Aim of the exercise: Each record below needs to be reproduced precisely, though not its pictures.

(Stored data entries)
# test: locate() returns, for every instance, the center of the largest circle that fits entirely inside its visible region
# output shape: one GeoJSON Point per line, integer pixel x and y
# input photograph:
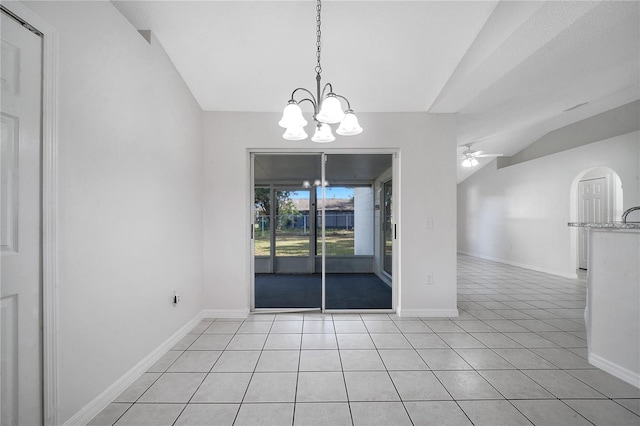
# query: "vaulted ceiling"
{"type": "Point", "coordinates": [512, 71]}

Task response:
# test: locate() returns, for every instance, the center of the largest circle that fits entirely inside its visible region
# output shape: one GeoJSON Point per line, integer pixel x and y
# input photograph:
# query: "vaulted ceiling"
{"type": "Point", "coordinates": [512, 71]}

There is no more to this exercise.